With its rich history of artisans and flourishing agricultural crops, the Indian state of West Bengal provides skilled workers and goods – especially silk – across India.
West Bengal, located in eastern India and stretching from the Himalayas to the Bay of Bengal, is a cultural hub where art and literacy flourished. The landscape is dominated by winding rivers and luscious fields of spices, rice and other crops.
The Bengal Basin region, however, is confronted with some of the highest levels of naturally occurring arsenic (As) in drinking water, which poses a major health-related environmental threat to the 70-100 million people living in the area.
The arsenic released from sediment to groundwater is dependent on biogeochemical processes and sediment mineralogy. Rapid population growth and a lack of sanitation infrastructure have accentuated the problem.
A Health Calamity
The exposure to As-contaminated drinking water is relatively new to this region. Until the 1960s, inhabitants of the Bengal Basin utilized surface water.
Surface water availability is dependent on the season, with monsoon season completely or intermittently inundating the area. It was recognized that the surface water was causing morbidity and mortality from gastrointestinal disease due to lack of sanitation infrastructure. UNICEF, World Bank and other international agencies installed millions of tubewells to provide what was presumed to be safe groundwater.
Instead, the shallow tubewells drilled into another health calamity.
The common symptoms of arsenic toxicity due to prolonged drinking of As-contaminated water are melanosis, keratosis and cancer. Melanosis is the darkening of the skin, while keratosis is the roughening and hardening of the skin due to long-term exposure to arsenic concentrations.
The World Health Organization guideline for arsenic in drinking water is 10 ppb. Some wells we identified had As concentrations as high as 4,000 ppb (Neal, 2010).
The source of arsenic is geogenic, with it restricted to Holocene sedimentary aquifers. In this region, Holocene sediments originated from igneous and metamorphic rocks weathered in Himalayan mountains just to the north. The sediments contain adsorbed As and oxide minerals. Arsenic is mobilized through reductive dissolution of iron oxyhydroxides within the sediments, which is controlled by microbial action.
Despite the widespread acceptance of this process, much about it remains unclear.

Given data ▸
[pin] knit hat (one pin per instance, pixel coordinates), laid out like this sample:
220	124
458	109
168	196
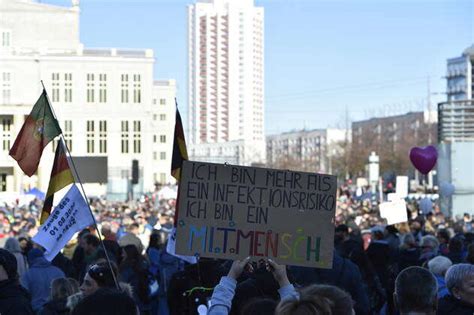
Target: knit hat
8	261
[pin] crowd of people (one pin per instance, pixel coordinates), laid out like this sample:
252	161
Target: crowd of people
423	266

...

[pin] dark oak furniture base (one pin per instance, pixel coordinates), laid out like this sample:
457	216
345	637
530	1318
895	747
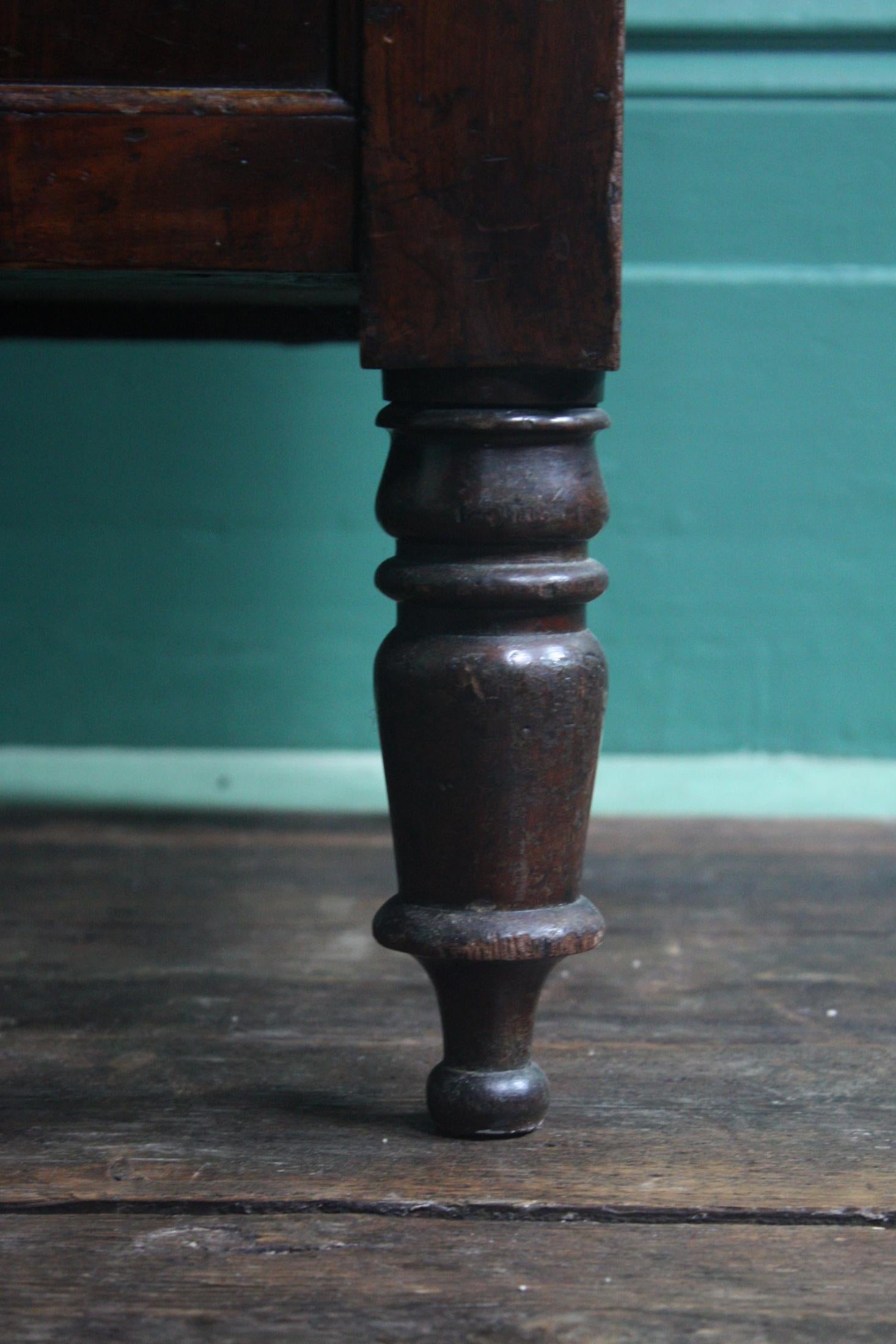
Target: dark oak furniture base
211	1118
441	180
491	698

What this exercise asks ▸
A) Revise the article on arsenic in West Bengal's groundwater by reproducing everything from "The common symptoms" down to "by microbial action.", replacing "Holocene" with "Pleistocene".
B) Write the next part of the article on arsenic in West Bengal's groundwater, beginning after its final sentence.

Your written answers ▸
A)
The common symptoms of arsenic toxicity due to prolonged drinking of As-contaminated water are melanosis, keratosis and cancer. Melanosis is the darkening of the skin, while keratosis is the roughening and hardening of the skin due to long-term exposure to arsenic concentrations.
The World Health Organization guideline for arsenic in drinking water is 10 ppb. Some wells we identified had As concentrations as high as 4,000 ppb (Neal, 2010).
The source of arsenic is geogenic, with it restricted to Pleistocene sedimentary aquifers. In this region, Pleistocene sediments originated from igneous and metamorphic rocks weathered in Himalayan mountains just to the north. The sediments contain adsorbed As and oxide minerals. Arsenic is mobilized through reductive dissolution of iron oxyhydroxides within the sediments, which is controlled by microbial action.

B)
Color My World
The objective of our fieldwork in West Bengal was to:
- Examine the biogeochemical relationship between arsenic and the sediment.
- Understand the extent of arsenic.
- Train local villagers to detect wells with high levels.
We surveyed four villages of similar size with high and low levels. Onsite test kits from HACH® were used to test groundwater on water quality parameters. Refined analyses of these parameters have been measured at state-of-the-art laboratories in the United States.
Using the quick onsite test results, we identified areas of high As, warned owners in their villages of the concentration and recommended alternative locations for safer drinking water.
We worked with villagers, especially women and children, to help them improve and understand their situation. Women play a large role in water usage and management with much of their time invested in pumping tubewells and bringing water to households. It is critical to engage women in investigation of contamination and work with them to locate alternative sources.
Biswas (et al 2012) identified a platform identification method to quickly identify sites of high arsenic: The platform cement of the tubewells is stained red from precipitation of iron oxide when high As groundwater is present, and dark coloration from precipitation of manganese oxide typically indicates that well water is low in As.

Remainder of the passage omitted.